Can you convert the rows below into a Markdown table with a column No. for the line number and a column Text for the line itself, omitting blank lines? Begin at the first line of the rows and stop after the line that contains "point(1195, 152)".

** start Material provided **

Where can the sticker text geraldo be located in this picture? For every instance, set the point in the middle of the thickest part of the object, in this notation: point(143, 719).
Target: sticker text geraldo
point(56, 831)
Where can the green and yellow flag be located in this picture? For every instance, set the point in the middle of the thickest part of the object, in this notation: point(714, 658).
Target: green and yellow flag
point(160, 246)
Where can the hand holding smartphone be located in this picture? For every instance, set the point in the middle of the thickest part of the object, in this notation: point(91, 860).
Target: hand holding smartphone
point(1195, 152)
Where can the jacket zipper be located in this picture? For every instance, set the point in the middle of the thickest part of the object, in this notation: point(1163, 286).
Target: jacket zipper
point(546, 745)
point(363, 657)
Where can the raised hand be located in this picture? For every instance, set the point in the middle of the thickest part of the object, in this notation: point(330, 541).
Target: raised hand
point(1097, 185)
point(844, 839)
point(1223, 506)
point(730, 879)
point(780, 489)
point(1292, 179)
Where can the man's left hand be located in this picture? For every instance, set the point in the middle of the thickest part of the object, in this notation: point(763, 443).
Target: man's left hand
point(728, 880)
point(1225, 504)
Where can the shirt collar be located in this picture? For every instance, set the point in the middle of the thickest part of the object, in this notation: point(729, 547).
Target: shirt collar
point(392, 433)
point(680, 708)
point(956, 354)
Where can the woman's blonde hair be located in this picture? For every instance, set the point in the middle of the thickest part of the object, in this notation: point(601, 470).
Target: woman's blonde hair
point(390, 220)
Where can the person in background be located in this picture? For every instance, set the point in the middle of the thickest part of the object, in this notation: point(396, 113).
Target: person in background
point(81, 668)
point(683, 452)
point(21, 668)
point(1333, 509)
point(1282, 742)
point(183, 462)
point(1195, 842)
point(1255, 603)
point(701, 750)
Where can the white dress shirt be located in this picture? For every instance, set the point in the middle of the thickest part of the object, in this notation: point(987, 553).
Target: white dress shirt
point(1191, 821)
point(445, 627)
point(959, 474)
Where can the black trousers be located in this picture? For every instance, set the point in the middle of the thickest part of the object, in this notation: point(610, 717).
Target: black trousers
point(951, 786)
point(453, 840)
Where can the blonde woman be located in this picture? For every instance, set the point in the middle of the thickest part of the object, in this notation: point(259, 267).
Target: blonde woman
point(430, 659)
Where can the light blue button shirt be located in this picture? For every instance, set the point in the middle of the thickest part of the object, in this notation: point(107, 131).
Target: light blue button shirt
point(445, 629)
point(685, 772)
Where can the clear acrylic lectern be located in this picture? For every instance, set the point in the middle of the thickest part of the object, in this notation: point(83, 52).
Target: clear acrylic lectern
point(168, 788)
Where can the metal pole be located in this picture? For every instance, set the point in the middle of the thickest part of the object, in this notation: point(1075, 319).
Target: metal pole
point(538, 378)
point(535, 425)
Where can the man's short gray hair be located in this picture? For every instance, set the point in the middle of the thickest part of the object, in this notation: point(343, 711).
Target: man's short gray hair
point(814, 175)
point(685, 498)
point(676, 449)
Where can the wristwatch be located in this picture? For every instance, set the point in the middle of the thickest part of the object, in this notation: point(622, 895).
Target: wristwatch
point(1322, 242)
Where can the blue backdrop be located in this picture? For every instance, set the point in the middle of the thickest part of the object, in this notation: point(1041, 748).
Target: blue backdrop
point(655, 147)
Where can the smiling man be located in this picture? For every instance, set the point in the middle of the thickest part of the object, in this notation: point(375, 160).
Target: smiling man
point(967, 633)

** end Material provided **

* **Reply**:
| No. | Text |
|---|---|
| 1 | Where can the sticker text geraldo be located in this picture? For every instance, set the point in the middle of the thickest part of the object, in this notation: point(143, 719). |
| 2 | Target: sticker text geraldo |
| 3 | point(56, 831) |
| 4 | Where can the green and yellow flag be located in this picture? For every instance, set the point in the middle of the thickest part of the object, in this notation: point(714, 658). |
| 5 | Target: green and yellow flag |
| 6 | point(160, 246) |
| 7 | Where can the hand holding smartphone be located in this picture? For every instance, set the point in the middle of the thickest part of the object, in this notation: point(91, 860). |
| 8 | Target: hand holding smartphone |
| 9 | point(1195, 152) |